• _Exercise_
Repeat the full listing, word for word.
===== Provided entries
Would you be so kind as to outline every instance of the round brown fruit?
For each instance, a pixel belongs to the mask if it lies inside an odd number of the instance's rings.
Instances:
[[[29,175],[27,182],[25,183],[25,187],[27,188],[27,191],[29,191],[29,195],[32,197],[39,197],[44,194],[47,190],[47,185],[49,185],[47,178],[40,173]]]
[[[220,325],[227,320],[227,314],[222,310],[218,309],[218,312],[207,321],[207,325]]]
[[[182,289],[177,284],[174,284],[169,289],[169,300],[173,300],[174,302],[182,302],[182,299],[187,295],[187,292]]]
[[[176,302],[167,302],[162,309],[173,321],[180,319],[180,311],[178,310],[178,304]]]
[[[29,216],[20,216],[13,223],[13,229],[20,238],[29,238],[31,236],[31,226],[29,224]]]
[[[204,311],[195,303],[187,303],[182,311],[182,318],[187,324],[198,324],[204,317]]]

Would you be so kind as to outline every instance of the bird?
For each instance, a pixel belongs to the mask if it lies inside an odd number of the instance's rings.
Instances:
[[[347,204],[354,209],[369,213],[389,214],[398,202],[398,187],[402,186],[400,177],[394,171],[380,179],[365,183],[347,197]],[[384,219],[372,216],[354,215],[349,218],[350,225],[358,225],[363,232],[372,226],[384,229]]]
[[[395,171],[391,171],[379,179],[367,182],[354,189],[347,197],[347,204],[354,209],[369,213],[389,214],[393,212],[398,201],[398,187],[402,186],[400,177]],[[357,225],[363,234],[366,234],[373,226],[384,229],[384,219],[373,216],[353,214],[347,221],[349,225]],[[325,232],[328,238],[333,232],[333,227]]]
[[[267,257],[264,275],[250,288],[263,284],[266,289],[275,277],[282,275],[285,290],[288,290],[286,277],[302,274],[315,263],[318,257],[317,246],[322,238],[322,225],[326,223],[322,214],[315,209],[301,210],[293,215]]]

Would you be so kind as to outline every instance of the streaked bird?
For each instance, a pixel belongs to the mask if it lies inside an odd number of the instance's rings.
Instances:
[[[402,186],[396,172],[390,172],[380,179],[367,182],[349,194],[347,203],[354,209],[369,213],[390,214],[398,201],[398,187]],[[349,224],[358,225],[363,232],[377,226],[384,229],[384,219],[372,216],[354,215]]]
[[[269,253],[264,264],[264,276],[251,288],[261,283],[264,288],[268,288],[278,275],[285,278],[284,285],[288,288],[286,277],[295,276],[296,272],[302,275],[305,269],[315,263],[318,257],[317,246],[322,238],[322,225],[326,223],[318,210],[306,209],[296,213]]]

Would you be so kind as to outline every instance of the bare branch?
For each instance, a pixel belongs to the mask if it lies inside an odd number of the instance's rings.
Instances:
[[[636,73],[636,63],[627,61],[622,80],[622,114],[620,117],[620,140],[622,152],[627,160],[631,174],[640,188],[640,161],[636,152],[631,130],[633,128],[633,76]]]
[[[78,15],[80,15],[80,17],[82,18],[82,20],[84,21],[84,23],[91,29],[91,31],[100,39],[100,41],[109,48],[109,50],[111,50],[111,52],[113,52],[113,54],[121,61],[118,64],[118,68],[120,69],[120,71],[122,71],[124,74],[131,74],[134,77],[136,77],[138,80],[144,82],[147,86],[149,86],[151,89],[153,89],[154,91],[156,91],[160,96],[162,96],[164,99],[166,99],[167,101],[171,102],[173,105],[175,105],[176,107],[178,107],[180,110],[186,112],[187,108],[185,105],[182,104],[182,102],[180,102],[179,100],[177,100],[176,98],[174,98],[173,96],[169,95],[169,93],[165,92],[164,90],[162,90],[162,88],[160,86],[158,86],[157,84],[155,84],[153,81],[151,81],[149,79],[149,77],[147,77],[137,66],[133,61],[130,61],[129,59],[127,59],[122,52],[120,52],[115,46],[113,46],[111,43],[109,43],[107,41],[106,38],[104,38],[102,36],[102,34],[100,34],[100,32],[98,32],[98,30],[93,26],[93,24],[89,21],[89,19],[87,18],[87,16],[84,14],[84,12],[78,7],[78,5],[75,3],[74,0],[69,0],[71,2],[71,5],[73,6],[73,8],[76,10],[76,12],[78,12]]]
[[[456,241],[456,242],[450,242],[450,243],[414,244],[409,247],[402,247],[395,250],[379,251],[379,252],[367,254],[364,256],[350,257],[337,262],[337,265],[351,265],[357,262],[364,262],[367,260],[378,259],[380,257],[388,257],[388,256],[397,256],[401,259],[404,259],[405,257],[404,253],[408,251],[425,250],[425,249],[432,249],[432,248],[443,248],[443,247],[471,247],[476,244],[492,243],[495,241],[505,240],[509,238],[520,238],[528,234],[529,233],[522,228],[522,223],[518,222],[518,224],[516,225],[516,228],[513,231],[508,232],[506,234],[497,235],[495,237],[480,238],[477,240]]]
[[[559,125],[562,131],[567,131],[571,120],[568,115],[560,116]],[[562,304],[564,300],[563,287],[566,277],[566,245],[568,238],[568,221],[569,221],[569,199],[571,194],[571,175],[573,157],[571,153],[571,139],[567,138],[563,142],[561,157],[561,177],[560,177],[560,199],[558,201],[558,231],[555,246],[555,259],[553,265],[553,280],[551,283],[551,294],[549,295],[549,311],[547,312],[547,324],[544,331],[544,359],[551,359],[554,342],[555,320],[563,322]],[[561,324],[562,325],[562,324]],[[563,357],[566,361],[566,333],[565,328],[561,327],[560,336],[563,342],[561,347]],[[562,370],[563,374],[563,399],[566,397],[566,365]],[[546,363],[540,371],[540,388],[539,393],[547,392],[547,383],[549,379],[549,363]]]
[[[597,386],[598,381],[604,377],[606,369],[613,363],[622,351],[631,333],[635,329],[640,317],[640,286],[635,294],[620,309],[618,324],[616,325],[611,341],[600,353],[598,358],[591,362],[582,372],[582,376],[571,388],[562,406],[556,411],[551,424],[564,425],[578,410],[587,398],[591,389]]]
==========
• _Solution to the problem_
Would you be so kind as to outline every instance of the round brown fruit?
For each instance, a pixel belongs to the mask if it lies inside an odd number of the instance's rings.
Instances:
[[[29,175],[27,182],[25,183],[25,187],[27,188],[27,191],[29,191],[29,195],[32,197],[39,197],[44,194],[47,190],[47,185],[49,185],[47,178],[40,173]]]
[[[220,325],[227,320],[227,314],[222,310],[218,309],[218,312],[207,321],[207,325]]]
[[[182,289],[177,284],[174,284],[169,289],[169,300],[173,300],[174,302],[182,302],[182,299],[187,295],[187,292]]]
[[[176,302],[167,302],[162,309],[173,321],[180,319],[180,311],[178,310],[178,304]]]
[[[29,216],[20,216],[13,223],[13,229],[20,238],[29,238],[31,236],[31,226],[29,224]]]
[[[204,311],[195,303],[187,303],[182,311],[182,318],[187,324],[198,324],[204,317]]]

Would you be so kind as to outline every instance of the bird?
For each instance, a pixel belongs to the mask if it lies inside an odd number of the instance's rings.
Instances:
[[[347,204],[354,209],[369,213],[389,214],[398,202],[398,187],[402,186],[400,177],[394,171],[380,179],[365,183],[347,197]],[[384,219],[372,216],[354,215],[349,218],[350,225],[358,225],[363,232],[372,226],[384,229]]]
[[[395,171],[391,171],[379,179],[367,182],[354,189],[347,197],[347,204],[354,209],[369,213],[389,214],[393,212],[398,201],[398,187],[402,186],[400,177]],[[357,225],[363,234],[366,234],[373,226],[384,229],[384,219],[373,216],[353,214],[347,221],[349,225]],[[325,232],[328,238],[333,232],[333,227]]]
[[[267,257],[264,275],[250,288],[263,284],[266,289],[275,277],[282,275],[285,290],[288,290],[286,277],[302,274],[315,263],[318,257],[317,246],[322,238],[322,225],[326,223],[322,214],[315,209],[301,210],[293,215]]]

Would you be so kind as to outline every instance of the streaked bird?
For each instance, a pixel belongs to the mask if it lies inside an odd number of the instance's rings.
Instances:
[[[402,186],[396,172],[390,172],[380,179],[367,182],[349,194],[347,203],[354,209],[369,213],[390,214],[398,201],[398,187]],[[349,224],[358,225],[363,232],[377,226],[384,229],[384,219],[372,216],[354,215]]]
[[[269,253],[264,264],[264,276],[251,288],[261,283],[264,288],[268,288],[278,275],[285,278],[284,285],[288,288],[286,277],[295,276],[296,272],[302,275],[305,269],[315,263],[318,257],[317,246],[322,238],[322,225],[326,223],[318,210],[306,209],[296,213]]]

Would you be so kind as to outline every instance of the bare branch?
For each instance, a pixel belongs to the mask if it lies inside an odd number of the instance's rings.
Instances:
[[[636,73],[636,63],[627,61],[622,80],[622,114],[620,117],[620,140],[622,152],[627,160],[631,174],[640,188],[640,161],[636,152],[631,130],[633,128],[633,76]]]
[[[78,15],[80,15],[80,17],[82,18],[82,20],[84,21],[84,23],[91,29],[91,31],[100,39],[100,41],[109,48],[109,50],[111,50],[111,52],[113,52],[113,54],[121,61],[118,64],[118,68],[120,69],[120,71],[122,71],[124,74],[131,74],[134,77],[136,77],[138,80],[144,82],[147,86],[149,86],[151,89],[153,89],[154,91],[156,91],[160,96],[162,96],[164,99],[166,99],[167,101],[171,102],[173,105],[175,105],[176,107],[178,107],[180,110],[186,112],[187,108],[185,105],[182,104],[182,102],[180,102],[179,100],[177,100],[176,98],[174,98],[173,96],[169,95],[169,93],[165,92],[164,90],[162,90],[162,88],[160,86],[158,86],[157,84],[155,84],[153,81],[151,81],[149,79],[149,77],[147,77],[137,66],[133,61],[130,61],[129,59],[127,59],[122,52],[120,52],[115,46],[113,46],[111,43],[109,43],[107,41],[106,38],[104,38],[102,36],[102,34],[100,34],[100,32],[98,32],[98,30],[93,26],[93,24],[89,21],[89,19],[87,18],[87,16],[84,14],[84,12],[78,7],[78,5],[75,3],[74,0],[69,0],[71,2],[71,5],[73,6],[73,8],[76,10],[76,12],[78,12]]]
[[[456,241],[456,242],[450,242],[450,243],[414,244],[409,247],[402,247],[395,250],[379,251],[379,252],[367,254],[364,256],[350,257],[337,262],[337,265],[351,265],[357,262],[364,262],[367,260],[378,259],[380,257],[388,257],[388,256],[397,256],[401,259],[404,259],[405,257],[404,253],[408,251],[425,250],[425,249],[432,249],[432,248],[443,248],[443,247],[471,247],[476,244],[492,243],[495,241],[505,240],[509,238],[520,238],[528,234],[529,233],[522,228],[522,223],[518,222],[518,224],[516,225],[516,228],[513,231],[508,232],[506,234],[497,235],[495,237],[480,238],[477,240]]]
[[[559,125],[562,131],[567,131],[571,120],[568,115],[560,116]],[[562,304],[564,300],[563,287],[566,277],[566,245],[568,238],[568,221],[569,221],[569,199],[571,194],[571,175],[573,157],[571,153],[571,139],[567,138],[563,142],[561,157],[561,177],[560,177],[560,199],[558,201],[558,231],[555,246],[555,259],[553,265],[553,280],[551,283],[551,294],[549,295],[549,311],[547,312],[547,324],[544,331],[544,359],[551,359],[554,342],[555,320],[563,322]],[[561,324],[562,325],[562,324]],[[563,357],[566,361],[566,333],[565,328],[561,327],[560,336],[563,342],[561,347]],[[562,370],[563,374],[563,399],[566,397],[566,365]],[[546,363],[540,371],[540,388],[539,393],[547,392],[547,383],[549,379],[549,363]]]
[[[597,386],[598,381],[604,377],[606,369],[613,363],[622,351],[631,333],[635,329],[640,317],[640,286],[635,294],[620,309],[618,324],[616,325],[611,341],[600,353],[598,358],[591,362],[582,372],[582,376],[571,388],[562,406],[556,411],[551,424],[564,425],[578,410],[587,398],[591,389]]]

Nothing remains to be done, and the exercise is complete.